- _Problem_: Write down each entry again, exactly as it reads.

- _Stored data_:
○ ○ ○ ○ ○ ○ ○
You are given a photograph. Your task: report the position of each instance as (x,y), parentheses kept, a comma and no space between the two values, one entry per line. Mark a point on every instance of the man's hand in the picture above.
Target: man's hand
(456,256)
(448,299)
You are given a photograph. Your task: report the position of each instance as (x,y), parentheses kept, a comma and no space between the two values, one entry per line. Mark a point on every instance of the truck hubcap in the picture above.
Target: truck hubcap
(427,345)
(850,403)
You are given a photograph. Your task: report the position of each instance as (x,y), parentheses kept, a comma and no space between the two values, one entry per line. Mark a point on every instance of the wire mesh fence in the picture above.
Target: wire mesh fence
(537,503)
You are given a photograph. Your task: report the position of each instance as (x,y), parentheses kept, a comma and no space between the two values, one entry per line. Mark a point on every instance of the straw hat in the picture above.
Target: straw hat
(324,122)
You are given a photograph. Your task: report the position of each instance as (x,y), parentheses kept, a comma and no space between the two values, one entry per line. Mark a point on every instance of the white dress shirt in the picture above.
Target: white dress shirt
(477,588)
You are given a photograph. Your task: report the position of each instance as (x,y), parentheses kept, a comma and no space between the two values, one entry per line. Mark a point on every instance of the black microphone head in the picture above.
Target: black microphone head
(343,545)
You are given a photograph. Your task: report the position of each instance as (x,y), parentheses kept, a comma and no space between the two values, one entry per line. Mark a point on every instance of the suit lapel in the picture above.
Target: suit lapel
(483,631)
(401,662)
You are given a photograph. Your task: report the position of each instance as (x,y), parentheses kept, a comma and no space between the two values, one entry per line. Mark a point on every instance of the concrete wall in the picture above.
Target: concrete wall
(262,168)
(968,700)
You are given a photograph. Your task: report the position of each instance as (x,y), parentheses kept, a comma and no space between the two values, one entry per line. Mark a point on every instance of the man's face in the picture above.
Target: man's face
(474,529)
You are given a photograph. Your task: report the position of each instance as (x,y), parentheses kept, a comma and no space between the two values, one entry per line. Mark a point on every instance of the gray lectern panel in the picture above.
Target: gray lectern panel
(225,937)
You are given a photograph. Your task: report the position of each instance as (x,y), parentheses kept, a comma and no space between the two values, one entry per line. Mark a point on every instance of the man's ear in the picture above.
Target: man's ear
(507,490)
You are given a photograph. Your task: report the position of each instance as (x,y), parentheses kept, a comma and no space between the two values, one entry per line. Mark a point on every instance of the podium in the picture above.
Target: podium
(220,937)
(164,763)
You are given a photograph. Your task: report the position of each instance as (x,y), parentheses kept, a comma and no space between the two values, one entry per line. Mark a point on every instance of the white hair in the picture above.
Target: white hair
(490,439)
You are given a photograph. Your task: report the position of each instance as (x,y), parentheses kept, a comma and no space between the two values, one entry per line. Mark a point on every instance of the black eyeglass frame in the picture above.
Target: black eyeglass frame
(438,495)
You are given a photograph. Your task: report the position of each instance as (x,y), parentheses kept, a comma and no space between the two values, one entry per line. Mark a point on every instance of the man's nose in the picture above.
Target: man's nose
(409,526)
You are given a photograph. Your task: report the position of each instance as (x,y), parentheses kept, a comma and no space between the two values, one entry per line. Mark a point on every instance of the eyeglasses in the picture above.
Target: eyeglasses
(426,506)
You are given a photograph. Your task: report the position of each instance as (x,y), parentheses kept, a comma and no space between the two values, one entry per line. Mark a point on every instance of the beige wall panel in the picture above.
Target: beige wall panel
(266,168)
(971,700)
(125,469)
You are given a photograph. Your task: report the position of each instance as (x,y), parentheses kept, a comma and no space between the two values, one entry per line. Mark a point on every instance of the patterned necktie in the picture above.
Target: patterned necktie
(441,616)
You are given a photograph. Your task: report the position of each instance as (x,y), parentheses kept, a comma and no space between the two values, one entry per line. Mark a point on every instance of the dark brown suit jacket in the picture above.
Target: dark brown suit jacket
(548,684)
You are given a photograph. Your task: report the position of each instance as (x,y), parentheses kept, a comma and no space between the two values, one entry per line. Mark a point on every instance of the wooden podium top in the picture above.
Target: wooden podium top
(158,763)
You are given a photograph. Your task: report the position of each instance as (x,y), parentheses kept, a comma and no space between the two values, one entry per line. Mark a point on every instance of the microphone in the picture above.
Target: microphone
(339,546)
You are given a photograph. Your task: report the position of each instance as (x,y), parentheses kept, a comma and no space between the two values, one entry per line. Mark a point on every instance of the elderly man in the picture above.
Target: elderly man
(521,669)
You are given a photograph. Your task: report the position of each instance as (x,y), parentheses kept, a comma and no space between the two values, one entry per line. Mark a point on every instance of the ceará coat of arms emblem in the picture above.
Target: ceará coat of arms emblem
○ ○ ○ ○ ○ ○ ○
- _Completed task_:
You are given a photograph. Your task: report the position of each instance as (x,y), parentheses kept, a comma and no space between the two values, one entry per line. Mark a point on every instance of the man's hand in the picture above.
Target: man's hand
(456,256)
(448,299)
You are given a photograph. Your task: report the position of each instance as (x,y), parentheses kept, a comma and no space between the two values, one entry per line. Mark a point on every instance of the truck hubcap in the picture above.
Target: truck hubcap
(427,345)
(850,403)
You are given a photograph. Your task: report the position of each instance as (x,y), parentheses kept, a comma and no space between the two values, one entry per line. Mark a point on every instance of the wire mesh fence in the picture above.
Target: wire mesh fence
(537,503)
You are given a photograph. Your task: report the position of each instance as (x,y), parentheses kept, a comma and no space between the two values, one entry per line. Mark a point on every instance of the straw hat in the picture above.
Target: straw hat
(324,122)
You are given a photograph. Your task: report the position of each instance as (x,y), parentheses kept, a comma and no space between the two values, one entry per line. Mark a point on every instance of the white dress shirt in the picture above.
Target: white dress shirt
(477,588)
You are given a photograph. Your task: report the position of each instance as (x,y), parentheses kept, a comma and no space between the two values, one entry per line. Mark a point on every instance of the black microphone head in the picture above.
Target: black microphone head
(343,545)
You are given a photograph. Your task: report the position of each instance as (x,y), parentheses kept, a comma and no space between the two values, one entry per line. Mark a point on every instance of the suit lapel in the picture above.
Target: suit lapel
(483,631)
(401,662)
You are given a photograph. Your task: report the position of each instance as (x,y), parentheses kept, a comma and no space between the two values, one entry per line. Mark a point on every instance of the concrete wall in the picture above.
Target: concrete wall
(262,168)
(968,700)
You are given a photograph. Your task: report the position of each instance as (x,y), parentheses kept, a comma and no space between the two values, one entry per line. Mark a point on every instance of the man's face in the picture above.
Target: man's face
(474,529)
You are given a photograph. Your task: report the position of each instance as (x,y), parentheses kept, a comma and no space between the two values, one entry per line. Mark a point on every instance of the gray lectern panel in the picture above.
Target: gray lectern panel
(225,937)
You are given a photograph. Your task: report the position of each instance as (x,y), parentheses kept, a comma and no space between the two values, one entry per line. Mark a point on every instance of the man's ear in the picture above.
Target: man's ear
(507,490)
You are given a photograph. Your task: report the position of each instance as (x,y), parentheses kept, a comma and no space between the two values, one entry per line. Mark a point on every instance of the podium in the picture above.
Target: podium
(220,937)
(164,763)
You are given a photograph. Your task: report the position of each instance as (x,y), parentheses kept, a comma and no space between the two values, one entry per line. Mark a point on every instance of the white hair in the picture above.
Target: white hair
(490,439)
You are given a photograph. Your task: report the position of each instance as (x,y), parentheses kept, a comma and no space between the two values, one entry per line. Mark a point on every instance of the black eyeglass frame in the picture above.
Target: black eyeglass frame
(438,495)
You are given a photograph. Your task: report the position of each instance as (x,y), parentheses kept, a comma and no space between the two values, one entry per line. Mark a point on every instance of the man's nose in the picture above.
Target: man's nose
(409,526)
You are given a photograph. Your task: report the position of each instance as (x,y), parentheses kept, a comma and no space between the two values, one entry per line. Mark a point on every instance of the eyeglasses in the picture above.
Target: eyeglasses
(426,506)
You are given a photograph. Your task: report the position of each instance as (x,y), parentheses kept, a comma and no space between the two values, one entry per line. Mark a point on every instance of the beige wall panel in the picture above.
Target: beige wall panel
(266,168)
(971,700)
(125,469)
You are given a photograph. Your task: report the position of each instance as (x,y), parentheses kept, a comma and no space between the two values, one entry per line. Mark a point on every instance of the patterned necktie in the picture above.
Target: patterned necktie
(441,616)
You are given a photograph. Your task: report the position of each instance as (x,y), parentheses kept, a comma and no space between the two values, one entry per line. Mark a point on every instance of the dark brown suit jacket in the picture above.
Target: dark brown suit jacket
(548,684)
You are given a photograph. Your task: report the position of each instance as (x,y), parentheses kept, a comma and no space between the two values, one entry per line. Mark a point on every instance of the wooden podium top in the picture above.
Target: wooden podium top
(158,763)
You are given a photograph. Your task: report the position of each instance as (x,y), parentheses kept, a comma and no space between the two values, one entry per line. Mark a point on every instance of the microphone in the picture above.
Target: microphone
(339,546)
You are given a photograph. Your task: report the position of each instance as (x,y), parentheses kept, a comma and no space between the two values, one entry per line. Mark a point on every instance of the elderly man in the picture above.
Target: elderly man
(521,669)
You are given a photograph. Your task: report the position of each instance as (x,y), parentheses kept, a comma and no space between the two values, one entry per line. Mark a point on every instance of the ceará coat of arms emblem in the picture above.
Target: ceará coat of arms emblem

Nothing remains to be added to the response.